El rastro del 11-M
«La clase política sobrevolará el cadáver y picoteará allí donde lo necesite: bien para mantener el poder, bien para conseguirlo»
Confieso que durante muchos meses anduve dándole vueltas a una posible novela sobre el 11-M. Investigué casos, hablé con afectados, traté con asociaciones de víctimas. El motivo por el que me lancé a esa aventura tiene que ver con lo vívida que siento todavía hoy esa mañana oscura de 2004. Por entonces joven, con algo de conciencia política -desacertada y errática a mis diecisiete-, pocos meses antes de entrar a la universidad, me dirigía yo al instituto junto al resto de chavales madrileños. Recalco el gentilicio porque nunca en Madrid importó tal cosa, si alguien se identificaba con esta ciudad lo hacía de puertas para adentro, sin presumir de tierra ni nada parecido. Esa mañana muchas cosas cambiaron, también esta suerte de orgullo por la patria chica. Y cambiaron desde el mismo instante en que, al entrar por el patio, vi a unos cuantos chavales que se arremolinaban: oye, que han puesto un petardo en Atocha. En aquella sociedad del protomilenio, al contrario que ahora, nadie se enteraba de las noticias cuando estas ocurrían. Si conocías cualquier episodio antes del telediario de las tres, es que se trataba de una tragedia.

Qué hay que hacer:
A. En el texto sobre el 11-M, ¿cuántos años tenía quien escribe aquella mañana de 2004?
B. Sigue escribiendo el texto sobre el 11-M desde su última frase.

Registros guardados
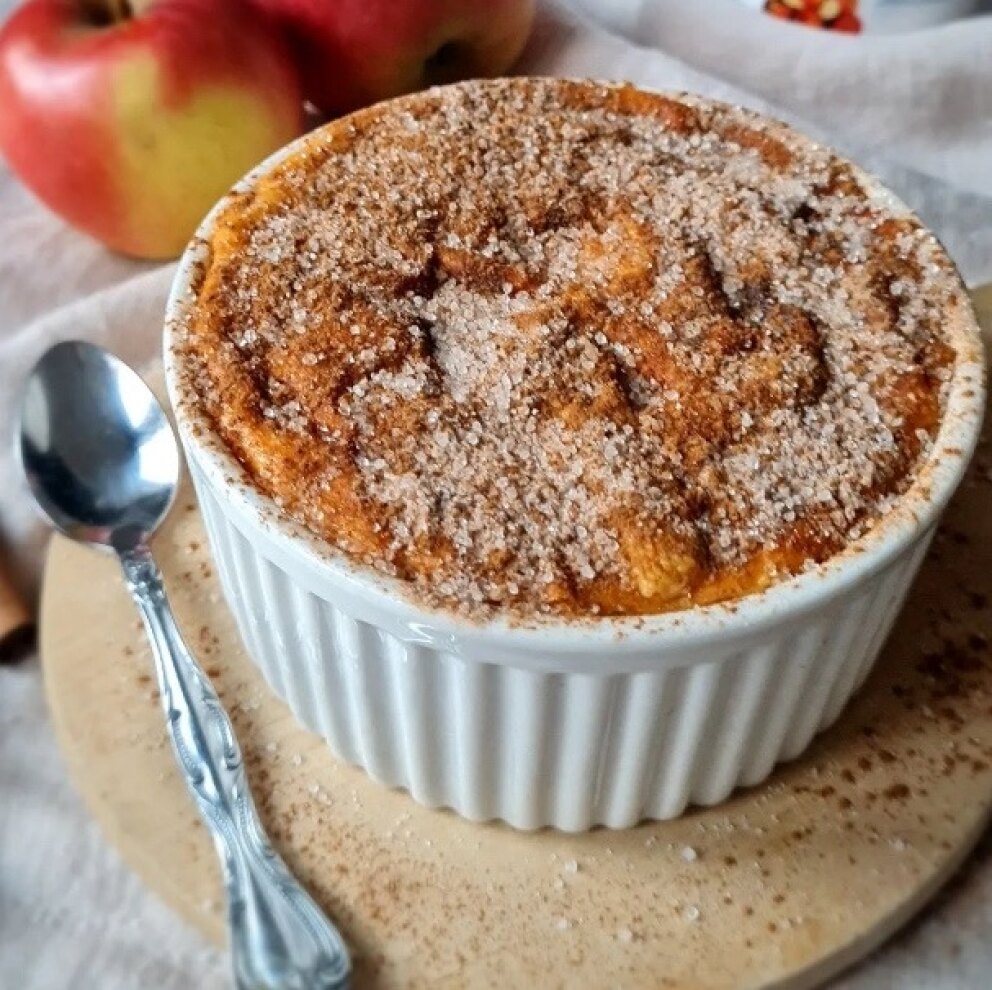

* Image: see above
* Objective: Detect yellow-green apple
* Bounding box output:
[256,0,534,114]
[0,0,303,258]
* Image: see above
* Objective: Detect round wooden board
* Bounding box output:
[41,288,992,988]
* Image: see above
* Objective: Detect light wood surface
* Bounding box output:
[41,314,992,990]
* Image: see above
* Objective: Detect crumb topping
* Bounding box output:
[172,79,968,615]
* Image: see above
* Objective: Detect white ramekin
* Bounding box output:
[165,91,984,831]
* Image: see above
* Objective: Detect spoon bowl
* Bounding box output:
[19,341,351,990]
[19,341,179,551]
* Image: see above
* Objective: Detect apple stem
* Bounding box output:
[82,0,134,27]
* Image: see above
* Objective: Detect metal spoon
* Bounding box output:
[19,342,351,990]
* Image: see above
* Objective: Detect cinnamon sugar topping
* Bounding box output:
[179,80,970,615]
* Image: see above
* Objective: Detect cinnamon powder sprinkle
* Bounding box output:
[176,79,973,617]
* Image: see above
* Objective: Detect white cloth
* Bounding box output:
[0,0,992,990]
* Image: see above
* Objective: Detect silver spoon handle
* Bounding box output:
[120,547,351,990]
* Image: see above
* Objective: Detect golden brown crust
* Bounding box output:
[170,80,967,615]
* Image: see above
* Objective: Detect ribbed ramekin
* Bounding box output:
[165,95,984,831]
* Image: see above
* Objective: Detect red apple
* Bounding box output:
[0,0,303,258]
[256,0,534,114]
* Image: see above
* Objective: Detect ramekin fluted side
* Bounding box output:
[190,458,929,831]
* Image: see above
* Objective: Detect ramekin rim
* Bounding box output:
[163,80,985,653]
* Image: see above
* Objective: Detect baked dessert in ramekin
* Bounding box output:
[165,79,984,830]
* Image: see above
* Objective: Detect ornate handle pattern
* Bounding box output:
[120,547,351,990]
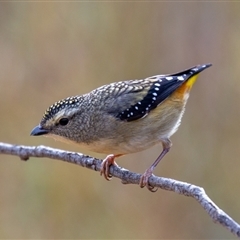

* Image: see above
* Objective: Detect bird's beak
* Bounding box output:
[30,126,49,136]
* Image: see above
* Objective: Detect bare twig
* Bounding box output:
[0,142,240,238]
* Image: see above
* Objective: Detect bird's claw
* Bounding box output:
[100,154,118,181]
[139,169,158,192]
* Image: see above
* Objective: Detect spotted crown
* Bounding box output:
[42,96,81,122]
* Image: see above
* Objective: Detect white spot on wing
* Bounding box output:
[177,76,184,81]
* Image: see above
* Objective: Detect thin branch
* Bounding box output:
[0,142,240,238]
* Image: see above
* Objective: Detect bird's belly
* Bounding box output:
[82,102,184,155]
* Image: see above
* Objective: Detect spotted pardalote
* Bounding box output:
[31,64,211,191]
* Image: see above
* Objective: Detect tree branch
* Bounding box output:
[0,142,240,238]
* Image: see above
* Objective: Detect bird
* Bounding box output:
[31,64,212,192]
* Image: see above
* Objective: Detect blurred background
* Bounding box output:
[0,1,240,239]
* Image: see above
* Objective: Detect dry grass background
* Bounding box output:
[0,1,240,239]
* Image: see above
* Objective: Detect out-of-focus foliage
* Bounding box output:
[0,1,240,239]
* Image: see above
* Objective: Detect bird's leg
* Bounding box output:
[100,154,121,181]
[139,139,172,192]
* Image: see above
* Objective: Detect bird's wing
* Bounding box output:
[95,65,210,121]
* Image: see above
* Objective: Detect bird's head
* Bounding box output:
[31,96,84,142]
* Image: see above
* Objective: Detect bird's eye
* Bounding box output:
[59,118,69,126]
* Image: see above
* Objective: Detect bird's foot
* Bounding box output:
[100,154,118,181]
[139,168,158,192]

Respuestas:
A. Diecisiete años.

B.
En mi instituto se cancelaron las clases oficialistas, y se impartieron otras oficiosas, donde recuerdo a la profesora de Filosofía dedicando su hora de rigor a reflexionar sobre el terrorismo y sus consecuencias. En algún momento, llamaron a Álvaro para que se ausentara: su padre viajaba en uno de los trenes. Todo fue rápido entonces: la ejecución, el luto, la prudencia. Pero cuando la efervescencia del momento se hubo diluido, apareció la España trincheril, se alimentaron teorías conspiranoicas, se bombardeó con SMS, se panfletearon las elecciones, se puso en duda a los fiscales, a los policías, a los sanitarios, a los jueces e incluso a las víctimas. Polvos de unos lodos que todavía hoy nos cubren. Casado reflotó hace unos días el 11-M para comparar el número de muertos con respecto al desastre del COVID-19. Ignoro el motivo de este paralelismo odioso, pero supongo que tiene que ver con aquello que, frente a la tragedia, tiende a hacer el político español; talante que definió así J. A. Montano en una de sus lúcidas columnas: «Con el país en carne viva, actuaron como miserables pensando solo en lo mismo: conservar el poder o intentar alcanzarlo».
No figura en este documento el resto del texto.